_EXERCISE OBJECTIVE_.
Which of the lines below contain the word "surface"? Pull out each of them and copy it.

_GIVEN ENTRIES_.
** START **
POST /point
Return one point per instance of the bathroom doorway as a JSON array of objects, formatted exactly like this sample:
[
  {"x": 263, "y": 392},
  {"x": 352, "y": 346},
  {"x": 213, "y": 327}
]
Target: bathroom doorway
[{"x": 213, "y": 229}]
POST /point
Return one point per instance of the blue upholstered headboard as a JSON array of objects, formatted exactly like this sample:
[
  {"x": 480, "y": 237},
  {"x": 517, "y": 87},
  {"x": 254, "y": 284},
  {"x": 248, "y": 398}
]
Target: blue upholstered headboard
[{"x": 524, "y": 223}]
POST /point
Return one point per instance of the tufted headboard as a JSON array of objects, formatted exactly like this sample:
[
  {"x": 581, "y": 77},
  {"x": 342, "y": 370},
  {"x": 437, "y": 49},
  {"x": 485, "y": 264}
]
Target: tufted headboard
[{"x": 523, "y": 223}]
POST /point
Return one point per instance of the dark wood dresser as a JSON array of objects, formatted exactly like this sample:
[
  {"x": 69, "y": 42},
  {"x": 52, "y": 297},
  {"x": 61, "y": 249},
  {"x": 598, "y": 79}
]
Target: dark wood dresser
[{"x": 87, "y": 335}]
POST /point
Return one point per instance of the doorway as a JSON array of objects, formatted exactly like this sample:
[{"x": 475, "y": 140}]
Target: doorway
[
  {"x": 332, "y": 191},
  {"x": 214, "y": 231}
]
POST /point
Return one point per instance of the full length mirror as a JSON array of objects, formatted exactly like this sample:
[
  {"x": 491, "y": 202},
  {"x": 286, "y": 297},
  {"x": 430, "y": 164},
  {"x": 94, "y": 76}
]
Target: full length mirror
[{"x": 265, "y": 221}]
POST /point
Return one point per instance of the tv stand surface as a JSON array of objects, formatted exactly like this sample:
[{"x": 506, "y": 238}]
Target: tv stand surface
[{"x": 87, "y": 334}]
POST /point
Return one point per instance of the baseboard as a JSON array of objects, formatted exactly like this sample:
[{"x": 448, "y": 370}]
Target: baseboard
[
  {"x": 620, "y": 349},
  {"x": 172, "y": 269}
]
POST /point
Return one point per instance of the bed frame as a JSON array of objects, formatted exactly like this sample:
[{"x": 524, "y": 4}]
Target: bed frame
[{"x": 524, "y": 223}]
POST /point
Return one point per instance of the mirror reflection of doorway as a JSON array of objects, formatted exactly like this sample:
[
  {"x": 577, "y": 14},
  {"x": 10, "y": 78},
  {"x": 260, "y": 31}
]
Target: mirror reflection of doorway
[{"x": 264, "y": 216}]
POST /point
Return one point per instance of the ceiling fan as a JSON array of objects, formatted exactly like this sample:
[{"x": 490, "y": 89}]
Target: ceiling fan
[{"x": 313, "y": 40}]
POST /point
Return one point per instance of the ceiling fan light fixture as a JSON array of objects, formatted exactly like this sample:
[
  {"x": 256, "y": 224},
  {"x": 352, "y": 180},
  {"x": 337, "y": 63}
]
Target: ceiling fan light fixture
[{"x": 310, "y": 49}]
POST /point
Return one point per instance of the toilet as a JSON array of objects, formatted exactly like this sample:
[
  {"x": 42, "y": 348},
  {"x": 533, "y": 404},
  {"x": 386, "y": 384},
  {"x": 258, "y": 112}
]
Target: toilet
** END **
_WRITTEN ANSWER_.
Return one point per instance of the tv stand surface as a JSON array of objects, formatted exactly like this sample:
Target: tv stand surface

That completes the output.